WHAT YOU ARE ASKED TO DO: Every record must be given again word for word; no picture belongs in the copy.

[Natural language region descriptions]

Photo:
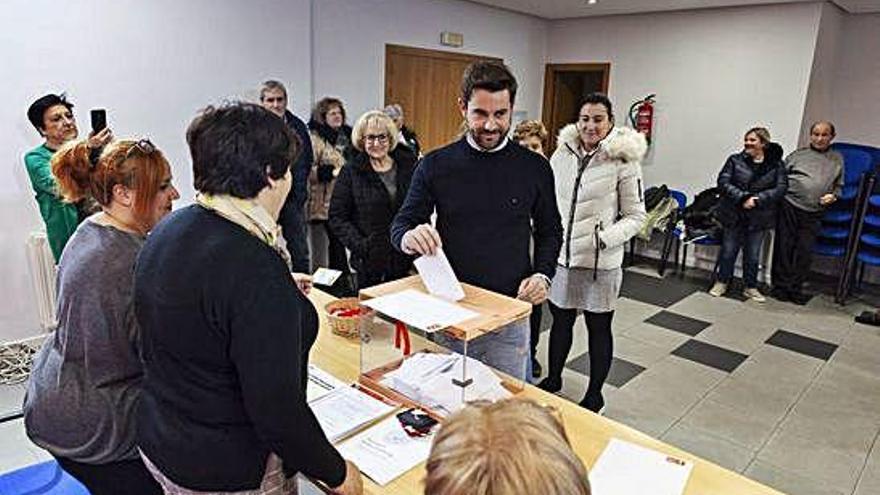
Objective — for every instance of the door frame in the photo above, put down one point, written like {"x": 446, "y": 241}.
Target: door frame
{"x": 391, "y": 49}
{"x": 550, "y": 73}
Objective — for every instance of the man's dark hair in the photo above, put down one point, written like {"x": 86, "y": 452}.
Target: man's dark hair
{"x": 599, "y": 99}
{"x": 827, "y": 122}
{"x": 233, "y": 145}
{"x": 490, "y": 75}
{"x": 39, "y": 107}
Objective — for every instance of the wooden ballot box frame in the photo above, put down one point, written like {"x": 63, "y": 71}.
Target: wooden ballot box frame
{"x": 386, "y": 343}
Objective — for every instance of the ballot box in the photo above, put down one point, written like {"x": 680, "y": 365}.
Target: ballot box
{"x": 438, "y": 355}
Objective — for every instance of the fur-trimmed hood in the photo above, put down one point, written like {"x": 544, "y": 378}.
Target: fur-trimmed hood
{"x": 622, "y": 143}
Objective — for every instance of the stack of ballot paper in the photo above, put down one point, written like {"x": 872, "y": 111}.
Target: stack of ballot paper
{"x": 420, "y": 310}
{"x": 346, "y": 410}
{"x": 385, "y": 451}
{"x": 321, "y": 383}
{"x": 427, "y": 378}
{"x": 628, "y": 469}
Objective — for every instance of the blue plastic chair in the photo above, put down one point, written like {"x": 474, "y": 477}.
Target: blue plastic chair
{"x": 871, "y": 150}
{"x": 39, "y": 479}
{"x": 836, "y": 223}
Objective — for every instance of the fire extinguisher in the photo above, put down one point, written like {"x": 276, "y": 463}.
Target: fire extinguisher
{"x": 641, "y": 116}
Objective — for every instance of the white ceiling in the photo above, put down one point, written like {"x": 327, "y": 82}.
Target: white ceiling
{"x": 565, "y": 9}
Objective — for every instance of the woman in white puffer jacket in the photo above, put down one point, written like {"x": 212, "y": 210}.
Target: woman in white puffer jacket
{"x": 599, "y": 192}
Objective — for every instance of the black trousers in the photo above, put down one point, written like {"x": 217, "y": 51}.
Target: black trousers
{"x": 599, "y": 340}
{"x": 796, "y": 232}
{"x": 115, "y": 478}
{"x": 535, "y": 327}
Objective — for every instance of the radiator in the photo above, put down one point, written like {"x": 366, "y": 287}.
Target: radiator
{"x": 43, "y": 273}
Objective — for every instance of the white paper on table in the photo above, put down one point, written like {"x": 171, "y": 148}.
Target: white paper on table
{"x": 438, "y": 277}
{"x": 420, "y": 310}
{"x": 427, "y": 378}
{"x": 384, "y": 451}
{"x": 625, "y": 468}
{"x": 325, "y": 276}
{"x": 321, "y": 383}
{"x": 345, "y": 410}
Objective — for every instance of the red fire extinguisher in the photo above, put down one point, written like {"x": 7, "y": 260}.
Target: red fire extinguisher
{"x": 641, "y": 116}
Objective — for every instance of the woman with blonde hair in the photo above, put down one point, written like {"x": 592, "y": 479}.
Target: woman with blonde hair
{"x": 508, "y": 447}
{"x": 533, "y": 135}
{"x": 86, "y": 379}
{"x": 367, "y": 195}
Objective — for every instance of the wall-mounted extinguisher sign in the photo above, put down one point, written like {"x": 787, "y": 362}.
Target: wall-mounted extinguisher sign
{"x": 641, "y": 116}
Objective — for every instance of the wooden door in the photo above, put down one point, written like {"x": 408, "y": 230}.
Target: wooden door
{"x": 565, "y": 86}
{"x": 426, "y": 84}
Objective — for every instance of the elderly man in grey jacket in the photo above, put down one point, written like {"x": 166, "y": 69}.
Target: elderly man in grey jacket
{"x": 815, "y": 179}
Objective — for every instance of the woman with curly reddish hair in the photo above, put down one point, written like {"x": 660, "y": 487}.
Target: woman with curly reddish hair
{"x": 508, "y": 447}
{"x": 86, "y": 379}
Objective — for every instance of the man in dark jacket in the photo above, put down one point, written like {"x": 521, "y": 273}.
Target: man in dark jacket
{"x": 273, "y": 97}
{"x": 752, "y": 183}
{"x": 488, "y": 192}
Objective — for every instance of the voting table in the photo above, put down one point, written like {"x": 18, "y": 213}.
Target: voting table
{"x": 589, "y": 433}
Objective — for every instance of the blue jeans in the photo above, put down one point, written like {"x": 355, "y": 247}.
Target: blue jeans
{"x": 750, "y": 242}
{"x": 506, "y": 349}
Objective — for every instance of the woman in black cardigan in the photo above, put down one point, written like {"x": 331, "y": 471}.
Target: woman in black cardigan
{"x": 368, "y": 193}
{"x": 226, "y": 328}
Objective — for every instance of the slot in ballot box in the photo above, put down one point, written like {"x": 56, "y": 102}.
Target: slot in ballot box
{"x": 438, "y": 355}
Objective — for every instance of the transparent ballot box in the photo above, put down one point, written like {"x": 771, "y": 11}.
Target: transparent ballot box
{"x": 438, "y": 355}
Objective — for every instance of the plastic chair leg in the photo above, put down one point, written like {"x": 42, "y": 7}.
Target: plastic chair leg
{"x": 664, "y": 255}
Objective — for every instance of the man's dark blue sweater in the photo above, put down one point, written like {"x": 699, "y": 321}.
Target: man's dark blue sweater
{"x": 488, "y": 205}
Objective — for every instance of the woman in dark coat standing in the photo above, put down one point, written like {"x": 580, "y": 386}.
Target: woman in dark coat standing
{"x": 367, "y": 195}
{"x": 752, "y": 183}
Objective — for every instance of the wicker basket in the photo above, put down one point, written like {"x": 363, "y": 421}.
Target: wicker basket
{"x": 344, "y": 326}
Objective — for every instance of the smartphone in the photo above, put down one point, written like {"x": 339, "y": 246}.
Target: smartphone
{"x": 99, "y": 120}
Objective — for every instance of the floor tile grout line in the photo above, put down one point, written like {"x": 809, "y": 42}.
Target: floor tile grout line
{"x": 790, "y": 407}
{"x": 701, "y": 399}
{"x": 865, "y": 464}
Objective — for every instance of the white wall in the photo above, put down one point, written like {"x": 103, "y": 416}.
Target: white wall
{"x": 820, "y": 95}
{"x": 856, "y": 102}
{"x": 152, "y": 65}
{"x": 716, "y": 73}
{"x": 350, "y": 38}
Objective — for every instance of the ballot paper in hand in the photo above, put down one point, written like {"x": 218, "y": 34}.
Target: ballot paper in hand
{"x": 325, "y": 276}
{"x": 321, "y": 383}
{"x": 346, "y": 410}
{"x": 384, "y": 451}
{"x": 420, "y": 310}
{"x": 438, "y": 277}
{"x": 628, "y": 469}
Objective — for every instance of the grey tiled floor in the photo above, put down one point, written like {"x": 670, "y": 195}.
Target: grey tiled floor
{"x": 791, "y": 399}
{"x": 800, "y": 413}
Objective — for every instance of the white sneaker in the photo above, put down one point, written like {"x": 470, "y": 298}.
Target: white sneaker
{"x": 718, "y": 289}
{"x": 754, "y": 295}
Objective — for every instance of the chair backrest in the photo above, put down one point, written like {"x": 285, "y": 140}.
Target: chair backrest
{"x": 855, "y": 163}
{"x": 680, "y": 198}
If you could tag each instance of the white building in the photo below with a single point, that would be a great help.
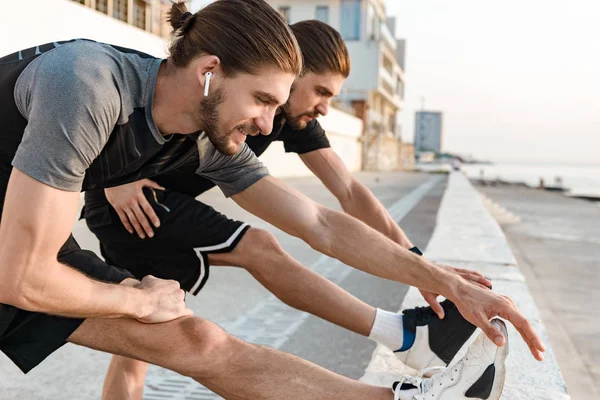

SOLUTION TO THIS PROBLEM:
Photo:
Objective — for every instance of the door frame in the photo above, put down one point, written like {"x": 446, "y": 241}.
Target: door frame
{"x": 391, "y": 49}
{"x": 550, "y": 73}
Objective — for every instance of the man's dark hair in the photo above, put down one point, written like {"x": 86, "y": 452}.
Target: man's dark hair
{"x": 599, "y": 99}
{"x": 827, "y": 122}
{"x": 233, "y": 145}
{"x": 490, "y": 75}
{"x": 39, "y": 107}
Objective — for every instance of the wooden ballot box frame in the photo above, put down one point, written like {"x": 63, "y": 71}.
Target: wooden ballot box frame
{"x": 386, "y": 343}
Objective — for every instance of the ballot box in the photo above, put down one point, written like {"x": 680, "y": 365}.
Target: ballot box
{"x": 438, "y": 355}
Objective — for every instance of the fur-trimmed hood in the photo above, put down one point, written like {"x": 544, "y": 378}.
Target: fur-trimmed hood
{"x": 622, "y": 143}
Objective — for every instance of the stack of ballot paper in the photo above, put down one point, written like {"x": 872, "y": 111}.
Target: stack of ballot paper
{"x": 420, "y": 310}
{"x": 346, "y": 410}
{"x": 385, "y": 451}
{"x": 321, "y": 383}
{"x": 427, "y": 378}
{"x": 628, "y": 469}
Objective — for every instance of the blue plastic chair in the photo above, put down one point, written like {"x": 474, "y": 477}.
Target: blue plastic chair
{"x": 871, "y": 150}
{"x": 39, "y": 479}
{"x": 836, "y": 223}
Objective — for every instance of the fire extinguisher in the photo above, put down one point, written like {"x": 276, "y": 463}.
Target: fire extinguisher
{"x": 641, "y": 116}
Objective — for every instance of the white ceiling in the photo above, put down one point, written like {"x": 327, "y": 82}.
Target: white ceiling
{"x": 565, "y": 9}
Objective — for every instance of the woman in white puffer jacket in the photo above, put down one point, written like {"x": 212, "y": 210}.
Target: woman in white puffer jacket
{"x": 599, "y": 192}
Objective — for every instance of the black trousers in the photo above, put down one point, written like {"x": 217, "y": 51}.
Target: black trousers
{"x": 599, "y": 340}
{"x": 796, "y": 232}
{"x": 115, "y": 478}
{"x": 535, "y": 327}
Objective — for every instance of the radiator in the photo above, put down one point, written like {"x": 366, "y": 287}.
Target: radiator
{"x": 43, "y": 273}
Objective — for every instance of the white paper on table in the photo above, put down one point, written like {"x": 171, "y": 148}.
Target: white paper on table
{"x": 438, "y": 277}
{"x": 420, "y": 310}
{"x": 427, "y": 378}
{"x": 384, "y": 451}
{"x": 625, "y": 468}
{"x": 325, "y": 276}
{"x": 321, "y": 383}
{"x": 345, "y": 410}
Objective — for every instance of the red fire extinguisher in the photo above, put down one point, written like {"x": 7, "y": 260}.
Target: red fire extinguisher
{"x": 641, "y": 116}
Objective — for every instance of the woman with blonde hair in the photo above, put down one point, written like {"x": 592, "y": 479}.
Target: woman with blonde hair
{"x": 508, "y": 447}
{"x": 533, "y": 135}
{"x": 86, "y": 379}
{"x": 367, "y": 195}
Objective — for every instance of the wall-mounted extinguisher sign in the photo above, put down one point, written like {"x": 787, "y": 362}.
Target: wall-mounted extinguisher sign
{"x": 641, "y": 116}
Objective — for every instance of the wooden door in the photo above, put down one point, written like {"x": 408, "y": 230}.
Target: wooden door
{"x": 565, "y": 86}
{"x": 426, "y": 84}
Objective — for every instance of the elderly man in grey jacket in the photo above, put down one point, written like {"x": 166, "y": 69}.
Target: elderly man in grey jacket
{"x": 815, "y": 179}
Objective — for every instance of the woman with curly reddish hair in the photo above, put down one point, written like {"x": 660, "y": 487}.
Target: woman with curly reddish hair
{"x": 508, "y": 447}
{"x": 86, "y": 379}
Objective — for every instance of the man in dark jacket in the photo above, put down one point, written like {"x": 521, "y": 273}.
Target: man in dark jacket
{"x": 273, "y": 97}
{"x": 752, "y": 183}
{"x": 488, "y": 192}
Objective — for every instance of the voting table in the photo above, put down one point, written like {"x": 18, "y": 213}.
Target: voting table
{"x": 589, "y": 433}
Objective — for every instance of the blue jeans in the photo above, put down one point, written like {"x": 355, "y": 247}.
Target: blue jeans
{"x": 750, "y": 242}
{"x": 506, "y": 349}
Objective — for every instance of the woman in black cardigan in the photo above, put down one point, written like {"x": 331, "y": 471}.
Target: woman in black cardigan
{"x": 368, "y": 193}
{"x": 226, "y": 328}
Objective — for every instance of the slot in ballot box in the photo above, put down one point, written like {"x": 56, "y": 102}.
Target: slot in ballot box
{"x": 438, "y": 355}
Objective — for every instance of the transparent ballot box in the photo above, put down one point, written like {"x": 771, "y": 11}.
Target: transparent ballot box
{"x": 438, "y": 355}
Objective — for every instance of the plastic chair leg in the photo above, put down one point, written like {"x": 42, "y": 7}.
Target: plastic chair leg
{"x": 664, "y": 255}
Objective — for every instance of the man's dark blue sweater in the photo above, put down one point, written like {"x": 699, "y": 321}.
Target: man's dark blue sweater
{"x": 488, "y": 205}
Objective — for every instance of the woman in dark coat standing in the photo above, put down one point, written like {"x": 580, "y": 386}.
Target: woman in dark coat standing
{"x": 367, "y": 195}
{"x": 752, "y": 183}
Objective — for every instance of the wicker basket in the photo above, put down one point, written like {"x": 363, "y": 421}.
Target: wicker basket
{"x": 344, "y": 326}
Objective — for every instance of the smartphone in the photo above, put down one point, written like {"x": 339, "y": 246}.
Target: smartphone
{"x": 99, "y": 120}
Objective — for every instance of the floor tile grout line in the photo above, put down one point, written like {"x": 809, "y": 42}.
Target: floor tile grout line
{"x": 790, "y": 407}
{"x": 701, "y": 399}
{"x": 865, "y": 464}
Objective — for every instance of the white wall in the photo above, put down one point, written like {"x": 103, "y": 416}.
Target: white wall
{"x": 820, "y": 95}
{"x": 856, "y": 102}
{"x": 152, "y": 65}
{"x": 716, "y": 73}
{"x": 350, "y": 38}
Objective — for every instance of the ballot paper in hand in the photo above, put down one point, written like {"x": 218, "y": 34}.
Target: ballot paper in hand
{"x": 325, "y": 276}
{"x": 321, "y": 383}
{"x": 346, "y": 410}
{"x": 384, "y": 451}
{"x": 420, "y": 310}
{"x": 438, "y": 277}
{"x": 628, "y": 469}
Objective — for every instance of the grey tiled floor in the photo above, put down one point, written like {"x": 670, "y": 195}.
Target: grey tiled floor
{"x": 791, "y": 399}
{"x": 800, "y": 413}
Objective — for every instance of the white sneaker in the photo above, put down one point, written like {"x": 470, "y": 298}.
Target: white sneaker
{"x": 718, "y": 289}
{"x": 754, "y": 295}
Objective — for every instance of the chair backrest in the photo above, put down one point, written like {"x": 285, "y": 140}.
Target: chair backrest
{"x": 855, "y": 163}
{"x": 680, "y": 198}
If you could tag each instance of the white building in the photo below with a single point, that would be a great help.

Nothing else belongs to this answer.